§ WHAT IS NEEDED: Transcribe the stretch from "### Archives For" through "rate a lot." of the text on vaccine side-effect rates, keeping its wording unchanged.

### Archives For Covid 19

ATAGI provided an estimate of the risk associated with TTS events (bad post vaccination events). This was at the time based on the evidence that was available. The problem with this is that we run into de Moivre’s `Law of Large Numbers’. Which in essence says we can expect small samples to have much greater variability than larger sample sizes. As a result when tracking vaccine side effects you can expect the estimated rate of occurrence to be all over the shop initially because one incident against a very low number of vaccinations (our sample) can skew the incident rate a lot.

To give you a feel for this effect our friend de Moivre found that the size of a typical discrepancy (variance) goes up proportional to the square root of the number of samples. As we divide that number by the total number of samples to get our proportional rate the proportional discrepancy is going to increase as our sample gets smaller. It’s a bit like throwing a small rock into a small pool (big splash proportionally) and then retreiving it and tossing it into a big lake (small small splash proportionally).

§ SOURCE MATERIAL:
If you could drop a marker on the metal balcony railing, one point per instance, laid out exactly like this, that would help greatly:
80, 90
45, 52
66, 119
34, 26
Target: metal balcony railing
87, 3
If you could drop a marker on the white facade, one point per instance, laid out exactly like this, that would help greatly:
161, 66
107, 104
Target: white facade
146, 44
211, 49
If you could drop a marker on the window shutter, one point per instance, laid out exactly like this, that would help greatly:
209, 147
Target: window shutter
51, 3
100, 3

§ EXERCISE SOLUTION:
### Archives For Covid 19

ATAGI provided an estimate of the risk associated with TTS events (bad post vaccination events). This was at the time based on the evidence that was available. The problem with this is that we run into de Moivre’s `Law of Large Numbers’. Which in essence says we can expect small samples to have much greater variability than larger sample sizes. As a result when tracking vaccine side effects you can expect the estimated rate of occurrence to be all over the shop initially because one incident against a very low number of vaccinations (our sample) can skew the incident rate a lot.